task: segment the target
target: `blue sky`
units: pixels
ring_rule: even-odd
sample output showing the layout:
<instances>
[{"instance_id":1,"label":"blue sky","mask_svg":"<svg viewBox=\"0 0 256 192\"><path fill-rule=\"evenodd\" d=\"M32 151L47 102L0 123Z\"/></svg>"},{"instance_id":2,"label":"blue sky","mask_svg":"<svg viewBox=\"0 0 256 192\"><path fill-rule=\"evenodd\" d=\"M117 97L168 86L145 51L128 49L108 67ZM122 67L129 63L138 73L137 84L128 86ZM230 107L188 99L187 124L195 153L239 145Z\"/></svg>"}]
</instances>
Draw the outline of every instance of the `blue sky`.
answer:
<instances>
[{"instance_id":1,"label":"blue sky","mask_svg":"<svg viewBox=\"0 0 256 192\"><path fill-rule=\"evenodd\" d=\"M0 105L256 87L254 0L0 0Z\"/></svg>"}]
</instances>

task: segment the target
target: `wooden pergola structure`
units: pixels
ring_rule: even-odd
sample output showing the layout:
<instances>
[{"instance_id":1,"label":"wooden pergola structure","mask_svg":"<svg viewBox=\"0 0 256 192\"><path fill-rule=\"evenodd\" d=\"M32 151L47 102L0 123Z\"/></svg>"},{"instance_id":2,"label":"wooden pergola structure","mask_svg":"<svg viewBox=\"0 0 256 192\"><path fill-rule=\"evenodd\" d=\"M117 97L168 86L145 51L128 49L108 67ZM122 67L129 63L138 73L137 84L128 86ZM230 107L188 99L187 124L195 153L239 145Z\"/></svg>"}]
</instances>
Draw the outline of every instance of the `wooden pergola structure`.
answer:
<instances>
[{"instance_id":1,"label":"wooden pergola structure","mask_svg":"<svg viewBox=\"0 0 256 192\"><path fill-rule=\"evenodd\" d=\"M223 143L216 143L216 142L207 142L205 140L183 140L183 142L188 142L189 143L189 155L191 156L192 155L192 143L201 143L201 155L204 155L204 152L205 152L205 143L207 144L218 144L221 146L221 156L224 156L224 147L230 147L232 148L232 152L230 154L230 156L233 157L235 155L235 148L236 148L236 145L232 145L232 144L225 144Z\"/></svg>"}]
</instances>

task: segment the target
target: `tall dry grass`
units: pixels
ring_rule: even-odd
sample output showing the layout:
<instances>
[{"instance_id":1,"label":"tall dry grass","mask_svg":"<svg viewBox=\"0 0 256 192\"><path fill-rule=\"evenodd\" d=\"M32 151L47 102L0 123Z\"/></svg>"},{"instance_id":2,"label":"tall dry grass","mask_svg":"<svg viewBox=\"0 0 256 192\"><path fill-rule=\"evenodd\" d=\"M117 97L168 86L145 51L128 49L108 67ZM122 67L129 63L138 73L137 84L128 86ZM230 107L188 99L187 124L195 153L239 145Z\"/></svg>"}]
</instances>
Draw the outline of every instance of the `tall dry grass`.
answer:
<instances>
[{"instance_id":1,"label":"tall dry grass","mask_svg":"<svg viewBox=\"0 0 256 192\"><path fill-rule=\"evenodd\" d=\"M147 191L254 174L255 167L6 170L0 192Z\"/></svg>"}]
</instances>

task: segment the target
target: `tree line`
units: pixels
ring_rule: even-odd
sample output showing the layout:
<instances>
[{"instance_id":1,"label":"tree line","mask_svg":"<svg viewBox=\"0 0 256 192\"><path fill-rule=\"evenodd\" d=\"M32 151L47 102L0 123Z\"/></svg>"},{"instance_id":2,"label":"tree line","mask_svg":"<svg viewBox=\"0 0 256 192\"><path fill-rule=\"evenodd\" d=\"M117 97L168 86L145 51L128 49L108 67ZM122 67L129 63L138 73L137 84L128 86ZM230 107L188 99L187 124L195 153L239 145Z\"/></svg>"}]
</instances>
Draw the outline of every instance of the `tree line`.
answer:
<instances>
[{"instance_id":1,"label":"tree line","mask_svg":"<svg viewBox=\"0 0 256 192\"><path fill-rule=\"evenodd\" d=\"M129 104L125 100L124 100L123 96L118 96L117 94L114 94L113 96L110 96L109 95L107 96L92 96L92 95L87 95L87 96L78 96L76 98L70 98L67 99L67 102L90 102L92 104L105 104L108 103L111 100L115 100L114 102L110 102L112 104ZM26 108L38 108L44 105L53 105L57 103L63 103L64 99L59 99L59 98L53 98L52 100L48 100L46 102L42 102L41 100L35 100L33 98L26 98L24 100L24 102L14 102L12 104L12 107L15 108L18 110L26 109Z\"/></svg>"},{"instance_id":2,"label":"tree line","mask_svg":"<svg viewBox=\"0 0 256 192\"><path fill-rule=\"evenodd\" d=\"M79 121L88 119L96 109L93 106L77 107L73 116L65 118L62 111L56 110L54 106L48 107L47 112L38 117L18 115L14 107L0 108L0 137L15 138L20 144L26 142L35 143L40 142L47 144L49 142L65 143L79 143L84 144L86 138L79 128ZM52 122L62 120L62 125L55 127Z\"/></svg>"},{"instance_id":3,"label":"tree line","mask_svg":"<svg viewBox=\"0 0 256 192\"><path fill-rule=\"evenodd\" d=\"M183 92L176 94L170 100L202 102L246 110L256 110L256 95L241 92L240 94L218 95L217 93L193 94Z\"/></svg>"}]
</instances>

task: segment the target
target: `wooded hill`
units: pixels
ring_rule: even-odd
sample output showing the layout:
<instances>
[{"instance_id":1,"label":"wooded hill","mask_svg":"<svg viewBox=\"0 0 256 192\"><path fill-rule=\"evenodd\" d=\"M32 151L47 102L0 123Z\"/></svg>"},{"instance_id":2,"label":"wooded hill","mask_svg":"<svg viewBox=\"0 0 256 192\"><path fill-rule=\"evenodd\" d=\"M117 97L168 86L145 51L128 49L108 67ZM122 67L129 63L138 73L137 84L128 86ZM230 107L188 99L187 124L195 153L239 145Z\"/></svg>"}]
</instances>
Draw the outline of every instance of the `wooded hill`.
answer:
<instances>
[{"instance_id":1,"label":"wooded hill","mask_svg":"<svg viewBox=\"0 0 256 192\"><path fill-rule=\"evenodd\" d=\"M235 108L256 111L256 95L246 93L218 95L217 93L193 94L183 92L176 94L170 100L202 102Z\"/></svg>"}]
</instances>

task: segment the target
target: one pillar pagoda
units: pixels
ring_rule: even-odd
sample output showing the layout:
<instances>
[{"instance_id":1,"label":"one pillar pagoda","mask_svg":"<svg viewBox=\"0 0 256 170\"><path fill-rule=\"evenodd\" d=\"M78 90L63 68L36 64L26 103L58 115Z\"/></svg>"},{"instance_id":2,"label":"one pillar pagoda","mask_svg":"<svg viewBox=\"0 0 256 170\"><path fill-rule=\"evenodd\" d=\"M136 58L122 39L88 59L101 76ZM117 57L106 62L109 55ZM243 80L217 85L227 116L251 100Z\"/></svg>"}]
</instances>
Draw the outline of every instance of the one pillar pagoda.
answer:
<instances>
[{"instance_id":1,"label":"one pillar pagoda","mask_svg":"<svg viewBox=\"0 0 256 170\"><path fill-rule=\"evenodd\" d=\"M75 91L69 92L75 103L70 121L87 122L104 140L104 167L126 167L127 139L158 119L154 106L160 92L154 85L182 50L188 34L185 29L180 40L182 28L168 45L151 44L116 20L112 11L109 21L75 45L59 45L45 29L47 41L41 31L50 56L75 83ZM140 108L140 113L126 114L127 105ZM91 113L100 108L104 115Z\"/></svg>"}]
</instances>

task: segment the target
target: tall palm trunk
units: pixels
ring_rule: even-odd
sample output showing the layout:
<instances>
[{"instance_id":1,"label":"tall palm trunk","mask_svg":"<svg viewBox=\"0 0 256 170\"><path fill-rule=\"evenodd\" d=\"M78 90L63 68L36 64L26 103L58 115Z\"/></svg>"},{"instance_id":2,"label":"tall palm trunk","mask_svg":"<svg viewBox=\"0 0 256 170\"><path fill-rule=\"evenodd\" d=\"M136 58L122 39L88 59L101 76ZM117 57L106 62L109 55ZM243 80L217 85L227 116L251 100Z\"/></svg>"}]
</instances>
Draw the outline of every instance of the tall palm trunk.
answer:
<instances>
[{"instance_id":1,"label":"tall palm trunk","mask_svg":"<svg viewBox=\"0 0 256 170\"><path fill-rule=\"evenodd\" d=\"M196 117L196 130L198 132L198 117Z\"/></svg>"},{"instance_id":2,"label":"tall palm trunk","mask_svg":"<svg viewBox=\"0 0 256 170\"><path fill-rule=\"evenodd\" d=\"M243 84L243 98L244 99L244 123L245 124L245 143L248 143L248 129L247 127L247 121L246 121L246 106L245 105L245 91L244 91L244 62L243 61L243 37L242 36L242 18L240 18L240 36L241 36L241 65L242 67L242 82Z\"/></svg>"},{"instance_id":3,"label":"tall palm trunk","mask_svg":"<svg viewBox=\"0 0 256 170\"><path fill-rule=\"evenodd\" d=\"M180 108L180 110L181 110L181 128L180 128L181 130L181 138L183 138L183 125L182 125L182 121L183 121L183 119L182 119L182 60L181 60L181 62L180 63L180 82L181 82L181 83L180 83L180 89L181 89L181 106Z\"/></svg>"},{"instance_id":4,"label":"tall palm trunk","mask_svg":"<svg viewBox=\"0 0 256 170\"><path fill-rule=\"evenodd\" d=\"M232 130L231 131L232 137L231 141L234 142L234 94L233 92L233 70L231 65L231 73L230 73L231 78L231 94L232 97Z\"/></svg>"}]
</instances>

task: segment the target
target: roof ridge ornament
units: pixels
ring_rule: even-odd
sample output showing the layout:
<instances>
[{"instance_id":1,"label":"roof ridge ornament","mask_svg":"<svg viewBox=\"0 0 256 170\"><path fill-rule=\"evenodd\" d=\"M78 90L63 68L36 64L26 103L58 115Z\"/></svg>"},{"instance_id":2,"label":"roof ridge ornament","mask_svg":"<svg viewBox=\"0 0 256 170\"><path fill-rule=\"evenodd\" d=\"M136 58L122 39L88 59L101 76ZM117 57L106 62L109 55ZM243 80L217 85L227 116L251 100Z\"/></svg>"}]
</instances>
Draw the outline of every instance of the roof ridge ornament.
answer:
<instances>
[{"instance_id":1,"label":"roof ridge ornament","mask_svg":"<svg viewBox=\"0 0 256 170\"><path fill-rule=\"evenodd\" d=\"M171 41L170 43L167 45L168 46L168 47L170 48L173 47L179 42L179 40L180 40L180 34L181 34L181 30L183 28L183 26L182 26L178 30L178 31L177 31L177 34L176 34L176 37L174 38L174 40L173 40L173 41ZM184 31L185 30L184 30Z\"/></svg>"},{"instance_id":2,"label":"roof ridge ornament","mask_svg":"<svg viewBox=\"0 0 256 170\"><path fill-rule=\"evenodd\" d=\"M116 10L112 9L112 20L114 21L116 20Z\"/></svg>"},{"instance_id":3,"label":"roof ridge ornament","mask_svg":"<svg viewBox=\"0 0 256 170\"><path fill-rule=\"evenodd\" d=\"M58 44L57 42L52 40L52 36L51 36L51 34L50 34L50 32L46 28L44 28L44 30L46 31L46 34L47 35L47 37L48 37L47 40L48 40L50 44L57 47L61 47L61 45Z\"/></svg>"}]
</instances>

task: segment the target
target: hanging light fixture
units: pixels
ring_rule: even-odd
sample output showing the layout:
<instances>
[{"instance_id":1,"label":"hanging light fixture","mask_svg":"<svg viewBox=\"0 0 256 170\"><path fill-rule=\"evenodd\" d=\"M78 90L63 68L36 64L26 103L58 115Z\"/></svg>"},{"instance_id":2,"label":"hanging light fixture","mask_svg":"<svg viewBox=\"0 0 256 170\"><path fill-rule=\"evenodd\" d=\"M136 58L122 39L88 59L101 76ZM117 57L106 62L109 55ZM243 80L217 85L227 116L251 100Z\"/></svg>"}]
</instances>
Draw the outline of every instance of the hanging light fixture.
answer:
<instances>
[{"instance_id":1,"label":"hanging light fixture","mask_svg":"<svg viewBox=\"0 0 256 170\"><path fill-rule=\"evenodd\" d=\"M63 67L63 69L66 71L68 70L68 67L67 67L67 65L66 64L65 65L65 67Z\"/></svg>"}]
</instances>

------

Written problem:
List each line in the entries above that contains the word "Draw". Uppercase and lowercase count as different.

Final answer:
Draw the outline of every instance of the `blue sky`.
Draw the outline of every instance of the `wooden pergola structure`.
Draw the outline of every instance of the `tall dry grass`.
Draw the outline of every instance of the `tree line`.
Draw the outline of every instance of the `wooded hill`.
Draw the outline of every instance of the one pillar pagoda.
Draw the outline of every instance of the tall palm trunk.
Draw the outline of every instance of the roof ridge ornament.
Draw the outline of every instance of the hanging light fixture.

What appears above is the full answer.